── Page text
The 2024 SOF annual conference, held in Denver at the Hyatt Centric Hotel, was a resounding success with 82 attendees and 58 Livestreamers. For those of you who weren’t able to attend, the program and some event photos can be found on the 2024 conference page. Replays of the full event will be available for Conference attendees and Livestreamers through November 8, details to follow soon, after which videos will be posted on the SOF Youtube Channel.
One very moving video was shown which you can watch now – a tribute to Alexander Waugh, made by Phoebe Nir and Linds Gray.
Phoebe was also the conductor of the Ox-Tones who performed Who Will Believe My Verse in Time to Come? Sonnet 17, music composed by Phoebe and arranged by Bonner Miller Cutting, William Niederkorn on keyboard.
In addition to the presentations, Alex McNeil was the writer of the questions and MC for Oxfordian Jeopardy (see categories on the 2024 conference page) and on Friday evening over 60 registrants attended a performance of Hamlet at the Denver Center for the Performing Arts with a group ticket rate arranged by Don Rubin. The play’s director is Chris Coleman, a signer of the Declaration of Reasonable Doubt.
The Annual General Meeting, featuring committee reports and Board of Trustees nominations, was held on Saturday morning and run by outgoing President Earl Showerman to whom SOF owes so much for his tireless, knowledgeable and energetic dedication to the Oxfordian cause over many years. Thank you, Earl!
Two new Board members were voted in at the AGM:
Tom Townsend will be serving the one remaining year for Earl Showerman who announced that he is leaving the Board one year early. Tom has been studying and researching both Elizabethan history and the Shakespeare authorship question for over 35 years. A long-time member of the SOF, he has presented numerous papers at conferences and has twice presented introductions to the authorship issue for those new to this issue.
────
── Data rows
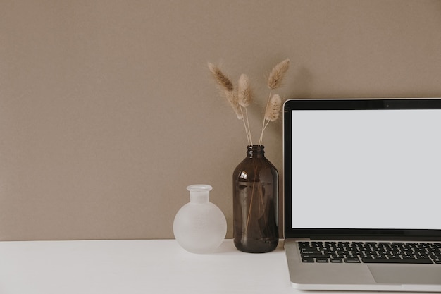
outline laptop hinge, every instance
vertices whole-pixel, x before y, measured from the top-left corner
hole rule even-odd
[[[383,236],[383,235],[314,235],[309,238],[311,240],[396,240],[396,241],[440,241],[441,237],[433,236]]]

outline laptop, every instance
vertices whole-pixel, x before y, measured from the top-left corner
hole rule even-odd
[[[292,286],[441,292],[441,98],[290,99],[283,115]]]

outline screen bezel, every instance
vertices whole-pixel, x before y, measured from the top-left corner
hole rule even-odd
[[[441,109],[441,98],[411,99],[293,99],[283,107],[283,178],[285,238],[355,240],[441,240],[441,230],[293,228],[292,194],[292,110],[369,110],[369,109]]]

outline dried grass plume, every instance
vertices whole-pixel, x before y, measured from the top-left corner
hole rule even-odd
[[[239,104],[242,107],[247,107],[251,101],[251,87],[249,86],[249,79],[248,76],[244,73],[240,75],[239,78],[239,83],[237,85],[237,95]]]
[[[228,77],[223,74],[218,66],[209,62],[209,68],[218,84],[226,91],[232,91],[234,87]]]
[[[270,99],[270,103],[265,112],[265,119],[266,121],[275,121],[279,118],[280,108],[282,107],[282,99],[277,94],[273,95]]]
[[[273,68],[268,78],[268,87],[271,89],[277,89],[282,85],[282,82],[286,72],[290,68],[290,59],[285,59]]]
[[[239,78],[237,87],[235,88],[231,80],[220,71],[218,66],[210,62],[208,63],[208,66],[214,80],[223,90],[227,101],[236,114],[236,116],[243,121],[248,144],[252,145],[253,140],[248,120],[247,107],[250,105],[254,98],[248,76],[242,73]],[[263,132],[269,123],[275,121],[279,118],[282,106],[282,99],[277,94],[271,96],[271,92],[273,90],[278,88],[282,85],[282,82],[289,67],[290,59],[287,59],[276,64],[269,74],[268,87],[270,88],[270,93],[266,102],[262,130],[259,140],[259,145],[262,145]]]

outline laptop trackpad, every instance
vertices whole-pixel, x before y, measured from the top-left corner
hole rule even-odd
[[[402,285],[441,285],[441,267],[437,264],[370,264],[375,282]]]

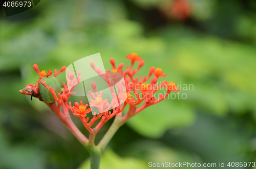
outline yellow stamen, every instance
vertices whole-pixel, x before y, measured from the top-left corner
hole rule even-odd
[[[162,69],[161,68],[157,68],[156,71],[157,71],[157,73],[160,73],[162,72]]]
[[[42,76],[46,76],[46,70],[41,71],[40,74],[41,74]]]
[[[86,107],[84,105],[80,105],[79,107],[79,110],[81,112],[82,112],[86,110]]]
[[[96,101],[97,103],[100,103],[100,102],[101,102],[102,100],[100,96],[98,96],[95,98],[95,101]]]
[[[143,90],[146,90],[147,89],[147,86],[148,86],[148,84],[146,83],[142,83],[141,85],[141,88],[142,88],[142,89]]]
[[[126,99],[130,99],[132,97],[132,95],[131,95],[130,93],[128,93],[126,94]]]
[[[111,70],[112,71],[112,74],[114,75],[116,75],[116,73],[117,72],[117,69],[113,69],[112,70]]]
[[[174,82],[169,82],[169,86],[172,87],[172,86],[175,86],[175,83],[174,83]]]
[[[137,53],[132,53],[131,54],[131,55],[132,55],[132,57],[133,58],[136,58],[138,56],[138,54],[137,54]]]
────
» Instruction A
Answer these from the conference report:
(i) How many people attended the 2024 conference in person?
(ii) Who conducted the Ox-Tones?
(iii) Who directed the Hamlet performance that registrants attended on Friday evening?
» Instruction B
Write out the conference report word for word, everything from "Phoebe was also" down to "of Reasonable Doubt.".
» Instruction C
Continue the conference report on the 2024 SOF annual conference from its last sentence.
The records have nothing to do with what is asked here.

» Written reply A
(i) 82
(ii) Phoebe Nir
(iii) Chris Coleman

» Written reply B
Phoebe was also the conductor of the Ox-Tones who performed Who Will Believe My Verse in Time to Come? Sonnet 17, music composed by Phoebe and arranged by Bonner Miller Cutting, William Niederkorn on keyboard.
In addition to the presentations, Alex McNeil was the writer of the questions and MC for Oxfordian Jeopardy (see categories on the 2024 conference page) and on Friday evening over 60 registrants attended a performance of Hamlet at the Denver Center for the Performing Arts with a group ticket rate arranged by Don Rubin. The play’s director is Chris Coleman, a signer of the Declaration of Reasonable Doubt.

» Written reply C
Brent Evans will be serving a three year term. Brent’s passionate interest in the authorship question has prompted years of reading and study. He is currently researching primary documents for a reassessment of the life of Delia Bacon.
Re-elected were Dorothea Dickerman and Tom Woosnam. They will be serving the second of their consecutive three year terms.
Bob Meyers has agreed to be interim President for four months at which time the Board will elect a new President.
All bios can be viewed at on our Trustees page.
The Tom Regnier Veritas Award was created to honor the unique contributions to the Shakespeare Oxford Fellowship of the late SOF President, Tom Regnier. For authorship doubters who best demonstrate the potential to make a lasting impact on the history of the Authorship Question through their creative endeavors, dogged scholarship, and overall tenacity, the award exemplifies “the mark and glass, copy and book” fashioned by Tom. This year’s well-deserved recipient is Roger Stritmatter
For over two decades Roger Stritmatter has been the most productive, adventuresome, and successful scholar in the Oxfordian pantheon. From his Ph.D. analysis of Edward de Vere’s Geneva Bible to his most recent findings confirming the relevance of Oxford’s annotations in classical Greek texts at the library of Audley End, no one has published more insightful and radically important articles in both Oxfordian and mainstream journals than Roger. His most recent article on the interpretation of Francis Meres’ Palladis Tamia in Critical Survey is just one example. He has served as editor of the Brief Chronicles series of journals and books, presented at every conference and seminar sponsored by the SOF for a quarter of a century, and co-authored with Lynne Kositsky a volume on the dating and sources for The Tempest. Clearly, a most deserving recipient of this award.
The award medallion was designed to evoke the Most Noble Order of the Garter, a symbol of dedicated engagement against one’s adversaries.
In a previous post we announced that Bonner Miller Cutting was named Oxfordian of the Year.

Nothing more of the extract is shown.